-- Data extracts follows --

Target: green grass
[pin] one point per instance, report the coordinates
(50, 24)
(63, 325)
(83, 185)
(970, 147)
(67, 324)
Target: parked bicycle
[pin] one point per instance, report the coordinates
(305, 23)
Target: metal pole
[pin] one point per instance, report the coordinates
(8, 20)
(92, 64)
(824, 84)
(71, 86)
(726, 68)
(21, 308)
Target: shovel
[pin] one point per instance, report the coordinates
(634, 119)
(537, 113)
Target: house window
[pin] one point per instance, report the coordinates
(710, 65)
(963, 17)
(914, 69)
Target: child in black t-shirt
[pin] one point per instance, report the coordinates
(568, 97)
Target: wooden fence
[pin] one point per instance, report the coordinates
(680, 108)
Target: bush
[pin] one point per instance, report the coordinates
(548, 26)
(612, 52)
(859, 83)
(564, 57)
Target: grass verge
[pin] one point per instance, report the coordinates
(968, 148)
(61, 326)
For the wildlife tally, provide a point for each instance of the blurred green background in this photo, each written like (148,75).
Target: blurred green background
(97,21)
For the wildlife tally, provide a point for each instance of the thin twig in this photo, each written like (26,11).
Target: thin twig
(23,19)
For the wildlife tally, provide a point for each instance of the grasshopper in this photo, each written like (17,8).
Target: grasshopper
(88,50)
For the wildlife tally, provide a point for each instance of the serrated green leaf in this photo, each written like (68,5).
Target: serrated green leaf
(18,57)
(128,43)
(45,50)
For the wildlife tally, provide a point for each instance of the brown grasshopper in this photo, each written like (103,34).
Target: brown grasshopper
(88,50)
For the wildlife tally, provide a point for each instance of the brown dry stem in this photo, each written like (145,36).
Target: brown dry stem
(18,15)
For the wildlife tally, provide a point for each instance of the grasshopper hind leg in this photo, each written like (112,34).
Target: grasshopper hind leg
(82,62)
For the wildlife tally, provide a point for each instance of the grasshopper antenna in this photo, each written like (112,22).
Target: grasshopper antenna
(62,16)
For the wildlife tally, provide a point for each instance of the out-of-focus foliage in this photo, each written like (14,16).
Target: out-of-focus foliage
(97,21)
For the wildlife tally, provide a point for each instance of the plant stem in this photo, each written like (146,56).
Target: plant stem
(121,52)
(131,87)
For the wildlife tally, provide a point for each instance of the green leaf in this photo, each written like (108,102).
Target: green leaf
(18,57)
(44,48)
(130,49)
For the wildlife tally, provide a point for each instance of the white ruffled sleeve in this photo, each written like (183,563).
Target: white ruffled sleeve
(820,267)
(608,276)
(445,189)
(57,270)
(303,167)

-- Data extracts concluded --

## Task details
Give back the entries exactly. Omit none of them.

## The completed task
Target: green grass
[pin] one point per instance, report the coordinates
(50, 24)
(63, 325)
(83, 185)
(970, 147)
(67, 324)
Target: parked bicycle
[pin] one point per instance, report the coordinates
(305, 23)
Target: metal pole
[pin] one point per instance, report the coordinates
(8, 20)
(92, 64)
(824, 84)
(71, 86)
(726, 68)
(21, 308)
Target: shovel
[pin] one point per instance, report the coordinates
(634, 119)
(537, 113)
Target: house window
[pin] one point per instance, report the coordinates
(710, 65)
(963, 17)
(914, 69)
Target: child in black t-shirt
[pin] one point per instance, report the coordinates
(568, 97)
Target: wooden fence
[pin] one point per instance, report the coordinates
(680, 108)
Target: bush
[pin] one point per instance, report the coordinates
(548, 26)
(612, 52)
(859, 83)
(564, 57)
Target: grass verge
[pin] one point per instance, report the coordinates
(968, 148)
(61, 326)
For the wildlife tally, provide a point for each instance of the blurred green background in this photo, each written like (148,75).
Target: blurred green background
(97,21)
For the wildlife tally, provide a point for each instance of the thin twig in this photo, each written like (26,11).
Target: thin twig
(23,19)
For the wildlife tally, provide a point for each instance of the grasshopper in this photo, each written like (17,8).
Target: grasshopper
(88,50)
For the wildlife tally, provide a point for each instance of the serrated green leaf in this photo, each written like (68,5).
Target: serrated green leaf
(18,57)
(128,43)
(45,50)
For the wildlife tally, provide a point for each instance of the brown grasshopper in this photo, each written like (103,34).
Target: brown grasshopper
(88,50)
For the wildlife tally, provide a point for each instance of the brown dry stem in this photo, each written like (145,36).
Target: brown dry stem
(18,15)
For the wildlife tally, provide a point for each instance of the grasshopper hind leg in this photo, each written like (112,34).
Target: grasshopper hind leg
(82,62)
For the wildlife tally, provide a point for each instance of the grasshopper antenna in this photo, each written like (112,22).
Target: grasshopper antenna
(62,16)
For the wildlife tally, provide a point for each instance of the out-of-focus foliage in this photo, each written like (14,16).
Target: out-of-focus foliage
(97,21)
For the wildlife tally, provide a point for each instance of the plant stem in this photo, each written like (146,56).
Target: plant stem
(121,52)
(131,87)
For the wildlife tally, provide a point for each instance of the green leaf in this photo, each written like (108,102).
Target: green leaf
(18,57)
(44,48)
(130,49)
For the wildlife tally, provide a point for each instance of the white ruffled sleeve in this photo, each written like (183,563).
Target: white ruffled sleeve
(820,267)
(608,276)
(445,189)
(57,270)
(303,167)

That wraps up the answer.